• ASSIGNED TASK: Report the count, and only the count, of lines in the records that include the word "resolution".
***
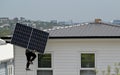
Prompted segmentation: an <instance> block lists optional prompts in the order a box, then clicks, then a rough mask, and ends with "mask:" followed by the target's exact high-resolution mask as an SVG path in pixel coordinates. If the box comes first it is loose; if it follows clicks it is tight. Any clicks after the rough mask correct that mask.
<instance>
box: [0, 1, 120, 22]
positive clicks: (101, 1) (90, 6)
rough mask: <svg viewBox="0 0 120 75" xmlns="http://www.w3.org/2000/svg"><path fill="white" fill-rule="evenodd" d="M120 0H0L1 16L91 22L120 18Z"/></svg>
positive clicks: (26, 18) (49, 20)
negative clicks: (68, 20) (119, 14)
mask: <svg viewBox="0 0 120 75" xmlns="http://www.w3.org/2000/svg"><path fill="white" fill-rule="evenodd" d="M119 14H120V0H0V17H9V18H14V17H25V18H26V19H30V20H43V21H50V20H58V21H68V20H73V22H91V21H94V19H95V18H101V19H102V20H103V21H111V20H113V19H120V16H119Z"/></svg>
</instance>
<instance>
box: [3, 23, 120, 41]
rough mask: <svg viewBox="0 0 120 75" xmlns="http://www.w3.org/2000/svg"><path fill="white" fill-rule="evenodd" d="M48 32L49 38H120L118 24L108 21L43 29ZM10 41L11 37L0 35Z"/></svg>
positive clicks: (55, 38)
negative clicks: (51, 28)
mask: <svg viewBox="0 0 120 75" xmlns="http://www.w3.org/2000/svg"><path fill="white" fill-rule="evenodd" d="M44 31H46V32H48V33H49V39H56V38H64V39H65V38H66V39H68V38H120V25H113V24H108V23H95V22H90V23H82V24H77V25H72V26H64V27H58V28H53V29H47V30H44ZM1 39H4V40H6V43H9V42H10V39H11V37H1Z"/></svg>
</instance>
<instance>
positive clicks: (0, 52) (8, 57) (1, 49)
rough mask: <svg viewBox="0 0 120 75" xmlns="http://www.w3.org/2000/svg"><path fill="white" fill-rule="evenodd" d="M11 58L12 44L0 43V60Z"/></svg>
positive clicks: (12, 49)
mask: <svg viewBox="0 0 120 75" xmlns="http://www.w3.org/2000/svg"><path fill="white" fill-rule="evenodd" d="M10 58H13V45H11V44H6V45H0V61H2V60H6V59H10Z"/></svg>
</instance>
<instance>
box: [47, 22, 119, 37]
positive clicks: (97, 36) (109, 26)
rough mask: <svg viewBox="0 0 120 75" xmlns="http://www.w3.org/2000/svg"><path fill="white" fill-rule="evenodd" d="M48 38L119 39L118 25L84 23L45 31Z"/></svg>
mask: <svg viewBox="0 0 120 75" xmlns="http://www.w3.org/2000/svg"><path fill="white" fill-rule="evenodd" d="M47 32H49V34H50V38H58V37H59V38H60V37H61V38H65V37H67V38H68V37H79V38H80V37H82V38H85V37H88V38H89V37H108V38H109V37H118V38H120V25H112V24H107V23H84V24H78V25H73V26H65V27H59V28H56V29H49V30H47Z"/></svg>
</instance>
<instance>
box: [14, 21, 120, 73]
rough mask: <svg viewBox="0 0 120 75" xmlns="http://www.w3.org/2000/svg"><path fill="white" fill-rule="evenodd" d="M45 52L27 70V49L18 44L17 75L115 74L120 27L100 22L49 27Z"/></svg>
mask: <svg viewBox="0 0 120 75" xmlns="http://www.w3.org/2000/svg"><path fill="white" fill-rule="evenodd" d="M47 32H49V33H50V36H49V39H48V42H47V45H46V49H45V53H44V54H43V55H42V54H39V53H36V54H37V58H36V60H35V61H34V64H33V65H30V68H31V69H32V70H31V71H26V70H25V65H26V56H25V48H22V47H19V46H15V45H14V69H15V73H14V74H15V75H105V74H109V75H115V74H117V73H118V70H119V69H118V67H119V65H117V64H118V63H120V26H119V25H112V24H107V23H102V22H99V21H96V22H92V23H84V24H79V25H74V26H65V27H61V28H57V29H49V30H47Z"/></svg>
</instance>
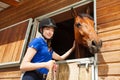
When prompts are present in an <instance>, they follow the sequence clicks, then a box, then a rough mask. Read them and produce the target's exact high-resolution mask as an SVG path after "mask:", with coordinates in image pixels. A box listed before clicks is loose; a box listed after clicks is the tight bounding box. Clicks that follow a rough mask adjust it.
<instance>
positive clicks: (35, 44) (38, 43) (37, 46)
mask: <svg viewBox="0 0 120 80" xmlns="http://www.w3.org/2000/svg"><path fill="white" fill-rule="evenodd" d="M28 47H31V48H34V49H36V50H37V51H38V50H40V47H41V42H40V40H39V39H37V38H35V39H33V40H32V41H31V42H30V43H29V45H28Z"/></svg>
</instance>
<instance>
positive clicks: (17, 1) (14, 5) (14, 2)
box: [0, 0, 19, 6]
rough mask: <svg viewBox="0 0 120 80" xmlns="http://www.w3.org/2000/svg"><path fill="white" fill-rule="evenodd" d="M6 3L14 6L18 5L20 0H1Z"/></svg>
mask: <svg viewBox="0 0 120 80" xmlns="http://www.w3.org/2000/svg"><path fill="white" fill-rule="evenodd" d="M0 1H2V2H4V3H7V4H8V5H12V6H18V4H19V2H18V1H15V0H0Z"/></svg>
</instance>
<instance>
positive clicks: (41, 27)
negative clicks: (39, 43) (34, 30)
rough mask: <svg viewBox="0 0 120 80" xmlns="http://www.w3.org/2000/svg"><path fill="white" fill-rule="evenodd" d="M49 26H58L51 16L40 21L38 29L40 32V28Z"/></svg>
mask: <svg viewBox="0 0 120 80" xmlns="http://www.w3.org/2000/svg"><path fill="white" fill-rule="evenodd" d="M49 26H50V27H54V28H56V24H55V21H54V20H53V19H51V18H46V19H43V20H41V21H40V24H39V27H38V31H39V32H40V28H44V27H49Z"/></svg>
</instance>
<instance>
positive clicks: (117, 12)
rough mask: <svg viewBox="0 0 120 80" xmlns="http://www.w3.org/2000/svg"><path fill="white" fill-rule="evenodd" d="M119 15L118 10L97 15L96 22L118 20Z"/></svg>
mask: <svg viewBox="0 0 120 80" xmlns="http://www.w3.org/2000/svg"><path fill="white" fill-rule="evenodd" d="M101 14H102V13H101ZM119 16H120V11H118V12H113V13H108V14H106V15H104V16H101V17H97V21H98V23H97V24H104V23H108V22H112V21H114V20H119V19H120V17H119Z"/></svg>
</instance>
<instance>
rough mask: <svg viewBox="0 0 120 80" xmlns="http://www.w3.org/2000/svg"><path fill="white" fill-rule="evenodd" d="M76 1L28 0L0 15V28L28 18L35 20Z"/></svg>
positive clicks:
***
• WRITTEN SOLUTION: 2